# start of Data for processing

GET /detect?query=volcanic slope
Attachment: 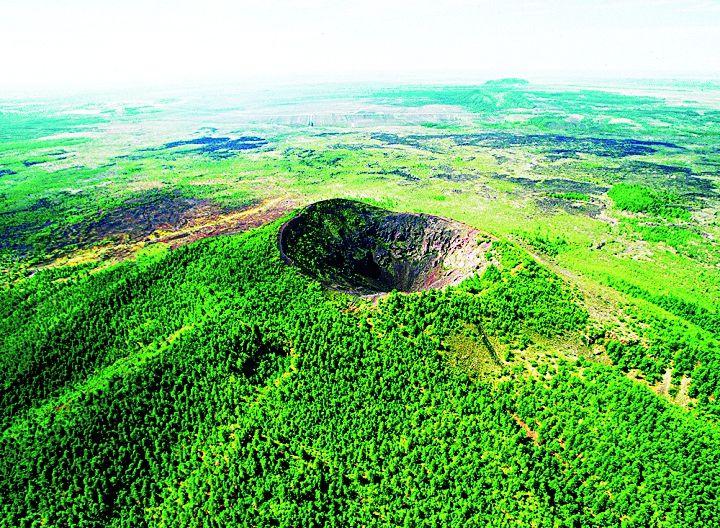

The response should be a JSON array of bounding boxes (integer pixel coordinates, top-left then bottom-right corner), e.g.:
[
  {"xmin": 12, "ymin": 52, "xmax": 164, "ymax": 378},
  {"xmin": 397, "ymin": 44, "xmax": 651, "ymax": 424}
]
[
  {"xmin": 279, "ymin": 199, "xmax": 490, "ymax": 293},
  {"xmin": 0, "ymin": 206, "xmax": 720, "ymax": 527}
]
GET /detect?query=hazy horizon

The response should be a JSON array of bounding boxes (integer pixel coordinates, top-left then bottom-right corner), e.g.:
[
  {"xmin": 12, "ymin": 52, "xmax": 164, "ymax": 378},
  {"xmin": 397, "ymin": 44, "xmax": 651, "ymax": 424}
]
[{"xmin": 0, "ymin": 0, "xmax": 720, "ymax": 94}]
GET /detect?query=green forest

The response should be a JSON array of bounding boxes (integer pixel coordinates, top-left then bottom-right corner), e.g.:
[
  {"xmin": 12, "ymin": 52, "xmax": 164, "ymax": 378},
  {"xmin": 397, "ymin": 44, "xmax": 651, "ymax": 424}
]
[{"xmin": 0, "ymin": 222, "xmax": 720, "ymax": 527}]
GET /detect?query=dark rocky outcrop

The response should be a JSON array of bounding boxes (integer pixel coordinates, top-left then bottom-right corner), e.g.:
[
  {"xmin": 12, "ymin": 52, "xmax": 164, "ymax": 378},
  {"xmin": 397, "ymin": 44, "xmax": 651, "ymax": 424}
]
[{"xmin": 278, "ymin": 199, "xmax": 490, "ymax": 294}]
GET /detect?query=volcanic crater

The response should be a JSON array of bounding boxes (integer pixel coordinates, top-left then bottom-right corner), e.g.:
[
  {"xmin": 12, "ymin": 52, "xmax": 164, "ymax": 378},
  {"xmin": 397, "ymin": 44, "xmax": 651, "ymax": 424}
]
[{"xmin": 278, "ymin": 199, "xmax": 491, "ymax": 295}]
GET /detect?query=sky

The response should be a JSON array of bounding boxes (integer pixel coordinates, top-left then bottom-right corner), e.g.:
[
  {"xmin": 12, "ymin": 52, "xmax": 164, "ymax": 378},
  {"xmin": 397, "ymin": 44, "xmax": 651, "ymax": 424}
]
[{"xmin": 0, "ymin": 0, "xmax": 720, "ymax": 96}]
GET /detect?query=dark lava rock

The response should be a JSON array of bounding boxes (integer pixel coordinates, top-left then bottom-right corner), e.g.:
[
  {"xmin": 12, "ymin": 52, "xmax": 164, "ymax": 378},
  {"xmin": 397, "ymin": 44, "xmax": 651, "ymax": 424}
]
[{"xmin": 278, "ymin": 199, "xmax": 490, "ymax": 294}]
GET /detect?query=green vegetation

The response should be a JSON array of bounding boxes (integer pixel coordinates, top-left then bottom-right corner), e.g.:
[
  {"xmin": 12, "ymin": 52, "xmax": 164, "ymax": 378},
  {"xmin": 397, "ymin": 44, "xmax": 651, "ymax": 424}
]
[
  {"xmin": 0, "ymin": 79, "xmax": 720, "ymax": 528},
  {"xmin": 0, "ymin": 224, "xmax": 720, "ymax": 526},
  {"xmin": 608, "ymin": 183, "xmax": 690, "ymax": 220}
]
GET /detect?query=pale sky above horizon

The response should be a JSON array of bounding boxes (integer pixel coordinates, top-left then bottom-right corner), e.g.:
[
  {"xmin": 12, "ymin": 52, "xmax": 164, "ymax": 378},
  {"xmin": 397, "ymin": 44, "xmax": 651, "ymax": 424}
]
[{"xmin": 0, "ymin": 0, "xmax": 720, "ymax": 95}]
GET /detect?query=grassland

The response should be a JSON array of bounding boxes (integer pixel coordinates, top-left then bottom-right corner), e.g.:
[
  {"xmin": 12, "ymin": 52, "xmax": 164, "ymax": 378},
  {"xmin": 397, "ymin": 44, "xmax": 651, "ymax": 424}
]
[{"xmin": 0, "ymin": 79, "xmax": 720, "ymax": 526}]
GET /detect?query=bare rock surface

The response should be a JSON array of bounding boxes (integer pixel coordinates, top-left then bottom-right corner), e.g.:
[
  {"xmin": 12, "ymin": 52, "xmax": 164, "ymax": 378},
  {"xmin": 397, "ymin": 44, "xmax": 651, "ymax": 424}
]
[{"xmin": 278, "ymin": 199, "xmax": 490, "ymax": 294}]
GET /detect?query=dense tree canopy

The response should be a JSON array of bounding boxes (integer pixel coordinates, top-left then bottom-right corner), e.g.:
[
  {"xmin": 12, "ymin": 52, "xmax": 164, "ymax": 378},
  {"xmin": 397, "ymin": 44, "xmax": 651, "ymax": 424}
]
[{"xmin": 0, "ymin": 221, "xmax": 720, "ymax": 527}]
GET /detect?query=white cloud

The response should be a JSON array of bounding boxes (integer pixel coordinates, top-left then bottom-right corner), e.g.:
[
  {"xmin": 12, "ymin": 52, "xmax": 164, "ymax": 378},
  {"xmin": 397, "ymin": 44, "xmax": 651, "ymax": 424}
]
[{"xmin": 0, "ymin": 0, "xmax": 720, "ymax": 93}]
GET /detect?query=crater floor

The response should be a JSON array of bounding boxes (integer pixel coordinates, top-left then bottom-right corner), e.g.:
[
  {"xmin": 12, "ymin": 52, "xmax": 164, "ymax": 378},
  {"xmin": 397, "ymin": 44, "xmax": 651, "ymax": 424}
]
[{"xmin": 278, "ymin": 199, "xmax": 490, "ymax": 294}]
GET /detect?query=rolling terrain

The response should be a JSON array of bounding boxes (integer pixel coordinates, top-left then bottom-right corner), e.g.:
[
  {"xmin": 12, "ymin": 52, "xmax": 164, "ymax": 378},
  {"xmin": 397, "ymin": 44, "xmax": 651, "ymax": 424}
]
[{"xmin": 0, "ymin": 79, "xmax": 720, "ymax": 527}]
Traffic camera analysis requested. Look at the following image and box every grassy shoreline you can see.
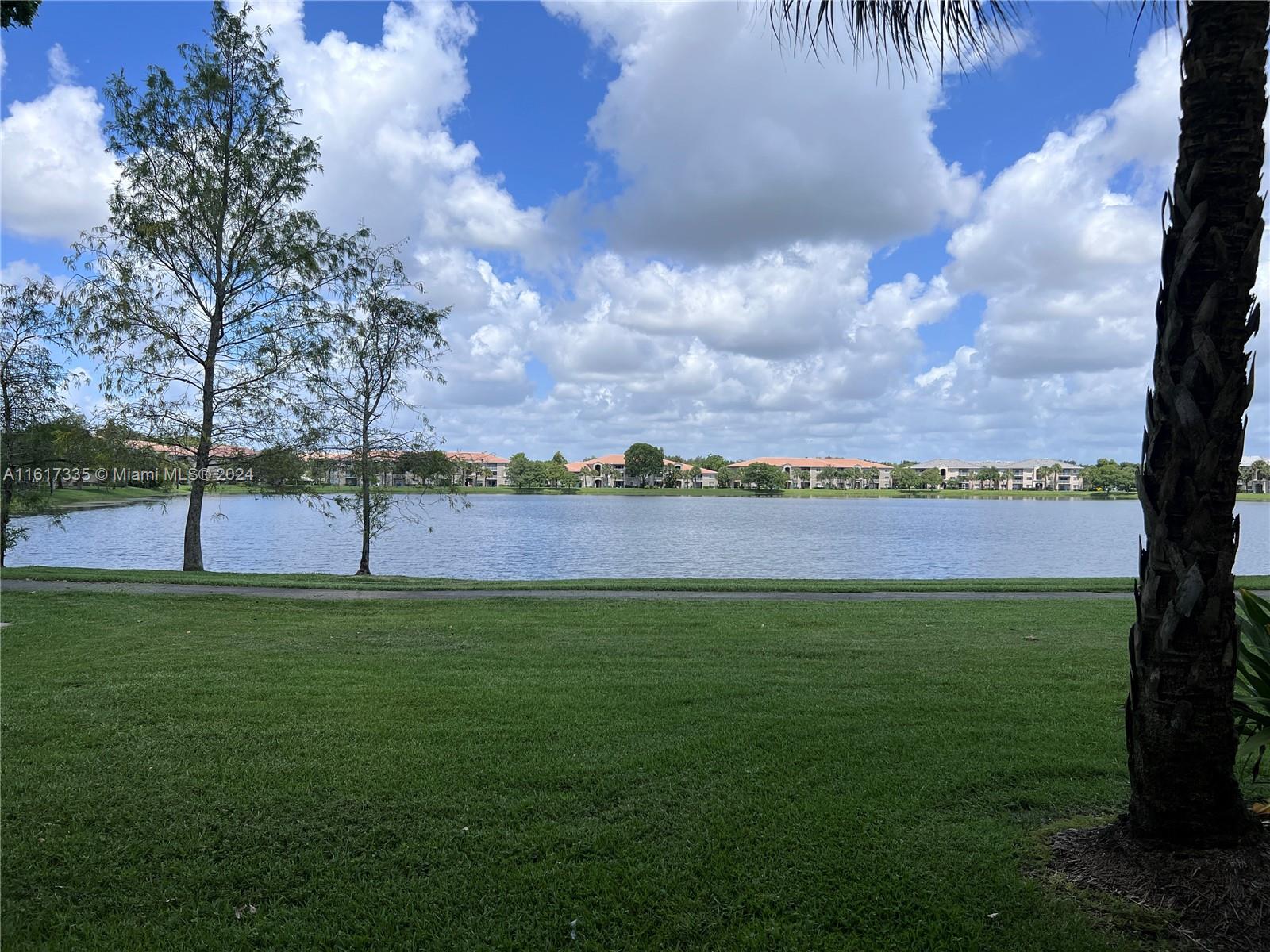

# end of Data for processing

[What is expected]
Return every line of the records above that contains the string "green", treating uppercase and lowercase as different.

[Completed task]
GET /detect?query=green forest
GET /detect?query=green vegetation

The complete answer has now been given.